* _Problems and tasks_:
[A] In the passage on EEG, MIDI, and motion capture, which program was modified to synchronize the EEG and MIDI data?
[B] Name every domain that the passage on EEG, MIDI, and motion capture offers as an example of where the setup could be used.
[C] Write the next part of the passage on EEG, MIDI, and motion capture, picking up after its final sentence.

* _Source passage_:

- Opening Delimiter -

Combining EEG, MIDI, and motion capture techniques for investigating musical performance

This article describes a setup for the simultaneous recording of electrophysiological data (EEG), musical data (MIDI), and three-dimensional movement data. Previously, each of these three different kinds of measurements, conducted sequentially, has been proven to provide important information about different aspects of music performance as an example of a demanding multisensory motor skill. With the method described here, it is possible to record brain-related activity and movement data simultaneously, with accurate timing resolution and at relatively low costs. EEG and MIDI data were synchronized with a modified version of the FTAP software, sending synchronization signals to the EEG recording device simultaneously with keypress events. Similarly, a motion capture system sent synchronization signals simultaneously with each recorded frame. The setup can be used for studies investigating cognitive and motor processes during music performance and music-like tasks—for example, in the domains of motor control, learning, music therapy, or musical emotions. Thus, this setup offers a promising possibility of a more behaviorally driven analysis of brain activity.

- Closing Delimiter -

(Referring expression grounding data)
- Opening Delimiter -

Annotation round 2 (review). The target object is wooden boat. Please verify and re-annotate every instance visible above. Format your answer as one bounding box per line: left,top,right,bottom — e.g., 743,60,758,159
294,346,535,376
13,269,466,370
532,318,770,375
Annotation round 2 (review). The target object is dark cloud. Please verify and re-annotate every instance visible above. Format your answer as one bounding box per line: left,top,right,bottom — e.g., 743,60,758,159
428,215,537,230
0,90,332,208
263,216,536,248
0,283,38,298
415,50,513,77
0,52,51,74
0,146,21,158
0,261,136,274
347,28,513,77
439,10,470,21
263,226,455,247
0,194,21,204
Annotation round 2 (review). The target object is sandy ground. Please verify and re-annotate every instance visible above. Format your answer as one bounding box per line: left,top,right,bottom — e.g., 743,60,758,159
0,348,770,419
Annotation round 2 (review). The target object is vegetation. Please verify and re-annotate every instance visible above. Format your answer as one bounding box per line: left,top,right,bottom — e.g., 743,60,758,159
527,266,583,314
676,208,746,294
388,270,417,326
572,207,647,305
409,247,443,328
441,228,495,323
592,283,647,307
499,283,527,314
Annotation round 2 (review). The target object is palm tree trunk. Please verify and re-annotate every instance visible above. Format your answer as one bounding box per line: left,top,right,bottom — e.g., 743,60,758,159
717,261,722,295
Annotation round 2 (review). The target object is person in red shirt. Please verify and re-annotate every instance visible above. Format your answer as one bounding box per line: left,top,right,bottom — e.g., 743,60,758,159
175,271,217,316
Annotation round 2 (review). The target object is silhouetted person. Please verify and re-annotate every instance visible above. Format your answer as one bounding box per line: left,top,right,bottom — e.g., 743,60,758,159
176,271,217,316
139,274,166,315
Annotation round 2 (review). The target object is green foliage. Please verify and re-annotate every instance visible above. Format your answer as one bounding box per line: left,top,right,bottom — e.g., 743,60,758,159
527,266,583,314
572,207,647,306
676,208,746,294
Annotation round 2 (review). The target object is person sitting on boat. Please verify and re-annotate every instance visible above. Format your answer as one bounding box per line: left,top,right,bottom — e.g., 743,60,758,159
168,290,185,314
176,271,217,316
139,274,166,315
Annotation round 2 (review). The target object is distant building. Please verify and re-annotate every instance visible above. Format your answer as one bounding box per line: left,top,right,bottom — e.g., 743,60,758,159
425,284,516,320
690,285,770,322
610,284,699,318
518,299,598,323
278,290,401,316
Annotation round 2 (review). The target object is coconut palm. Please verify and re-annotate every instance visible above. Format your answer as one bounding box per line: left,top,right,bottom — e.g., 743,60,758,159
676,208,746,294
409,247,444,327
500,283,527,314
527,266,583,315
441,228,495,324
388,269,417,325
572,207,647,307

- Closing Delimiter -

* _Outputs by task_:
[A] The FTAP software.

[B] Motor control, learning, music therapy, musical emotions

[C]
Error monitoring in musicians

To err is human, and hence even professional musicians make errors occasionally during their performances. This paper summarizes recent work investigating error monitoring in musicians, i.e., the processes and their neural correlates associated with the monitoring of ongoing actions and the detection of deviations from intended sounds. Electroencephalography (EEG) studies reported an early component of the event-related potential (ERP) occurring before the onsets of pitch errors. This component, which can be altered in musicians with focal dystonia, likely reflects processes of error detection and/or error compensation, i.e., attempts to cancel the undesired sensory consequence (a wrong tone) a musician is about to perceive. Thus, auditory feedback seems not to be a prerequisite for error detection, consistent with previous behavioral results. In contrast, when auditory feedback is externally manipulated and thus unexpected, motor performance can be severely distorted, although not all feedback alterations result in performance impairments. Recent studies investigating the neural correlates of feedback processing showed that unexpected feedback elicits an ERP component after note onsets, which shows larger amplitudes during music performance than during mere perception of the same musical sequences. Hence, these results stress the role of motor actions for the processing of auditory information. Furthermore, recent methodological advances like the combination of 3D motion capture techniques with EEG will be discussed. Such combinations of different measures can potentially help to disentangle the roles of different feedback types such as proprioceptive and auditory feedback, and in general to derive at a better understanding of the complex interactions between the motor and auditory domain during error monitoring. Finally, outstanding questions and future directions in this context will be discussed.